Testo da leggere:
──────

Ho sentito nella recitazione e testo, forti echi pirandelliani. C’è quello scavo nella coscienza che fu caro al drammaturgo di Girgenti e torna nelle note di Manfridi. Non ci sono slavine, nessun aereo precipita, solo un accenno mansueto a un incidente avvenuto anni prima di un esperto scalatore. Nella pièce c’è il tumulto dell’anima, sommesso, che ogni tanto grida e cerca il luogo intimo per lo sfogo. Ho avvertito, nella voce morbida e gradevole di Ennio Coltorti, la passione intera e priva di condizioni per la vita del personaggio e dell’attore. In quella gentilezza c’è tutta la grinta che non sconfina mai nell’urlo assordante di certi attori maldestri. L’urlo, tuttavia senza picchi pungenti (pari all’azzurro del cielo) arriva una sola volta: quando accade quello che l’uomo, il personaggio di Ennio, desiderava da molti anni. Esperienza già vissuta ed eccezionalmente ripetuta. Ma che qui non sveleremo.

Interessanti l’attrice e l’ attor giovane Giacopello e Pannofino

Ci piacciono e concorrono alla buona riuscita anche Sara Giacopello e Andrea Pannofino (figlio d’arte di Emanuela Rossi e Francesco Pannofino), che mostrano buona predisposizione attoriale per quanto agli esordi.

──────

Voci del dataset:
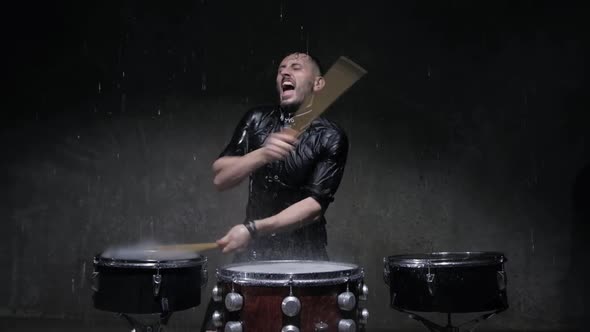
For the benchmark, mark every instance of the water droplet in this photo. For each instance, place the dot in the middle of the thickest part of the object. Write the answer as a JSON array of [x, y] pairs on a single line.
[[203, 81], [532, 241]]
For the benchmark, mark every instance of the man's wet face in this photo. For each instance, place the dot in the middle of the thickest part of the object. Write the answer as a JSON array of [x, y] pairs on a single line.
[[295, 79]]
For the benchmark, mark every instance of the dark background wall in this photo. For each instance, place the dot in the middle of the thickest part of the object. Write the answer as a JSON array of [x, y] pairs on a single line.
[[468, 133]]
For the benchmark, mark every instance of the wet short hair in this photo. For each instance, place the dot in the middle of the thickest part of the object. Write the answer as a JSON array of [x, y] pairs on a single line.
[[316, 62]]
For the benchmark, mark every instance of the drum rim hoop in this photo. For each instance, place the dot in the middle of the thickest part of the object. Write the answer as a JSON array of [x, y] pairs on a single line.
[[149, 263], [472, 258], [288, 279]]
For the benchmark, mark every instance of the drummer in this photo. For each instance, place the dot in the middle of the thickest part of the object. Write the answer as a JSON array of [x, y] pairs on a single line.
[[292, 179]]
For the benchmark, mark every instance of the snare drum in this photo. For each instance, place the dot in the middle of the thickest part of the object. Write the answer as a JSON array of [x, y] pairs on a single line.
[[447, 282], [271, 296], [143, 280]]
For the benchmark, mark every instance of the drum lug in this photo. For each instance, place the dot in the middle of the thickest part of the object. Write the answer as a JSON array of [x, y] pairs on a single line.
[[204, 275], [363, 291], [290, 328], [431, 282], [233, 327], [217, 293], [363, 316], [386, 271], [320, 327], [217, 319], [502, 282], [94, 281], [291, 306], [346, 301], [233, 301], [156, 281], [346, 325]]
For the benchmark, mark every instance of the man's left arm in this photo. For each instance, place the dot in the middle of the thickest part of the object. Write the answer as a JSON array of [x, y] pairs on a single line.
[[295, 216], [320, 191]]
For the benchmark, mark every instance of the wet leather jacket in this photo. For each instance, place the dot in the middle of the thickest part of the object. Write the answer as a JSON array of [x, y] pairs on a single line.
[[314, 169]]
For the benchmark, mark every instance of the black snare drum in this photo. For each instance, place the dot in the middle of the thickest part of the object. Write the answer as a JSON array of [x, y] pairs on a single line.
[[143, 280], [447, 282]]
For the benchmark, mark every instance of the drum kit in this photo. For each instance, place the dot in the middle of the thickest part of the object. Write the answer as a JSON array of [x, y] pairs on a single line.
[[294, 295]]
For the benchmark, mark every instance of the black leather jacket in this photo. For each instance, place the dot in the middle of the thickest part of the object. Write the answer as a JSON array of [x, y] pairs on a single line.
[[314, 169]]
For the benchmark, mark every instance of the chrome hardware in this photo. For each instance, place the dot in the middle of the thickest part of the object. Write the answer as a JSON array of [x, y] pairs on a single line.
[[233, 327], [364, 317], [234, 301], [216, 293], [431, 283], [156, 281], [164, 305], [501, 277], [346, 301], [94, 285], [386, 271], [320, 327], [217, 319], [346, 325], [363, 291], [291, 306], [204, 275], [290, 328]]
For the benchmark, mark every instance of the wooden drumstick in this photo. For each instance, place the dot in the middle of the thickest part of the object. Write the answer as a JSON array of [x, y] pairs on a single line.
[[339, 78], [190, 246]]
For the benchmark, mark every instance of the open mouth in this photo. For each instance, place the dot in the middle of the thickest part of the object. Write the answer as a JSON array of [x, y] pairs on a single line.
[[287, 87]]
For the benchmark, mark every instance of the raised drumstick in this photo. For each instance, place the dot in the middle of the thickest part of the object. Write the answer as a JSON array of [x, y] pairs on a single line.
[[339, 78]]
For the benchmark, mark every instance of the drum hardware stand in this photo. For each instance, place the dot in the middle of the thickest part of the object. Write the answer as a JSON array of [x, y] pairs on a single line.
[[433, 327], [137, 326]]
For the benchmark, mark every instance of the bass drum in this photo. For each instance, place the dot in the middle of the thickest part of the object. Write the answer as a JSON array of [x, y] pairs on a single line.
[[141, 280], [290, 296], [447, 282]]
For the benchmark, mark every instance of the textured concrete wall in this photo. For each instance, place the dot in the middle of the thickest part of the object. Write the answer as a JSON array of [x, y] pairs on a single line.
[[467, 134]]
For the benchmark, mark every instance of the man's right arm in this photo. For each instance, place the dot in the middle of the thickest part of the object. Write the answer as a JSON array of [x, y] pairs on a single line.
[[229, 171]]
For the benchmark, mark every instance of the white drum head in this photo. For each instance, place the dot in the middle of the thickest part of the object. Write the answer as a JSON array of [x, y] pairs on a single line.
[[294, 273]]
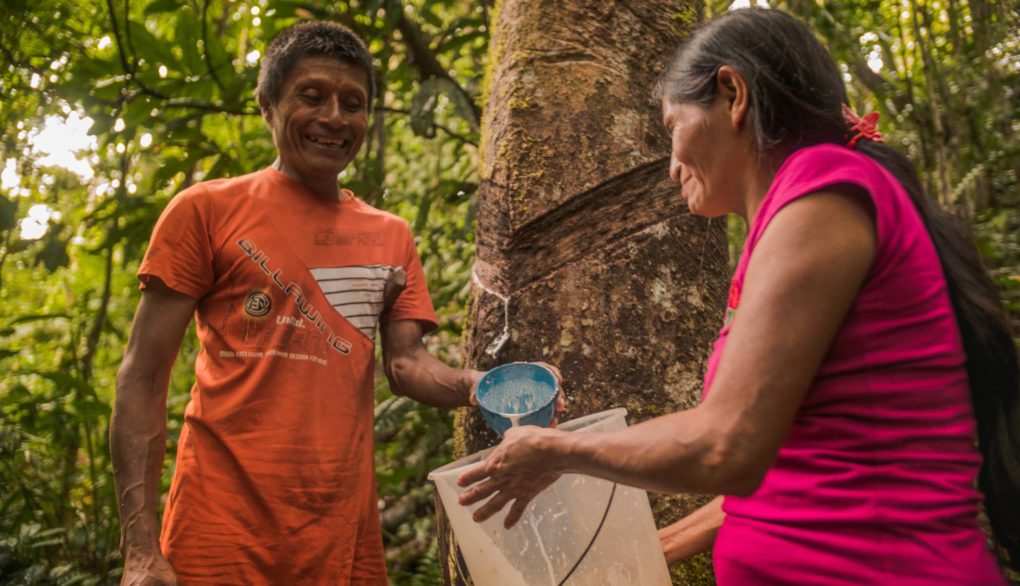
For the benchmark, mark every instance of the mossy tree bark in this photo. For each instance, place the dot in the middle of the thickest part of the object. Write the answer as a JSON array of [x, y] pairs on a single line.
[[588, 257]]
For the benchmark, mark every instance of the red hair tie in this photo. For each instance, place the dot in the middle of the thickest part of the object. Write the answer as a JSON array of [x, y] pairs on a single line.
[[866, 127]]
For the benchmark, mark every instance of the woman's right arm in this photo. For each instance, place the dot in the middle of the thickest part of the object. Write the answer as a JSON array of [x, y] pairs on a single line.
[[693, 534]]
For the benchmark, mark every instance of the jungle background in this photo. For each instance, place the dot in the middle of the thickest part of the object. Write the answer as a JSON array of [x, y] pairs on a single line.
[[109, 107]]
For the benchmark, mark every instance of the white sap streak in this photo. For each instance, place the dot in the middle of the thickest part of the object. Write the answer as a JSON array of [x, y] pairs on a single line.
[[542, 548]]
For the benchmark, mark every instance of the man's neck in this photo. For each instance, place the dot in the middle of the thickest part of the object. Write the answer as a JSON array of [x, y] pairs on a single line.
[[326, 189]]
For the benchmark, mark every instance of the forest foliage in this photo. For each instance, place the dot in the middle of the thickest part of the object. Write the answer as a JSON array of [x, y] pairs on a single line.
[[164, 89]]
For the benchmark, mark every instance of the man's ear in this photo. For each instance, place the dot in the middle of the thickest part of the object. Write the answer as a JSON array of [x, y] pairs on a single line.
[[733, 89], [266, 111]]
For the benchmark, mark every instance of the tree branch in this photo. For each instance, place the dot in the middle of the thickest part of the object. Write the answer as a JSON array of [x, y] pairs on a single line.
[[205, 47], [452, 134], [424, 60]]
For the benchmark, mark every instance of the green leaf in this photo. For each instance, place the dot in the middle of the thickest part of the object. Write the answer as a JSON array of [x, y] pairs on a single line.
[[147, 46], [160, 6], [54, 253], [8, 213], [187, 36]]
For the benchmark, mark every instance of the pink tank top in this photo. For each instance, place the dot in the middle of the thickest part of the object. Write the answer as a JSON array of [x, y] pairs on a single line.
[[875, 481]]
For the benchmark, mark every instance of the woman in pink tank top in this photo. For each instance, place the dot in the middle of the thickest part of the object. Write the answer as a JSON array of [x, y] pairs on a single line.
[[862, 398]]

──────

Parti dell'esercizio:
1) Trascrivi dalla recensione teatrale il brano compreso tra "Interessanti l’attrice e" e "quanto agli esordi.", estremi inclusi.
2) Secondo la recensione teatrale, perché nella recitazione e nel testo si sentono forti echi pirandelliani? Rispondi in una-tre frasi.
Per svolgere l'esercizio le voci non servono.

Soluzioni:
1)
Interessanti l’attrice e l’ attor giovane Giacopello e Pannofino

Ci piacciono e concorrono alla buona riuscita anche Sara Giacopello e Andrea Pannofino (figlio d’arte di Emanuela Rossi e Francesco Pannofino), che mostrano buona predisposizione attoriale per quanto agli esordi.

2) Nelle note di Manfridi torna quello scavo nella coscienza che fu caro al drammaturgo di Girgenti.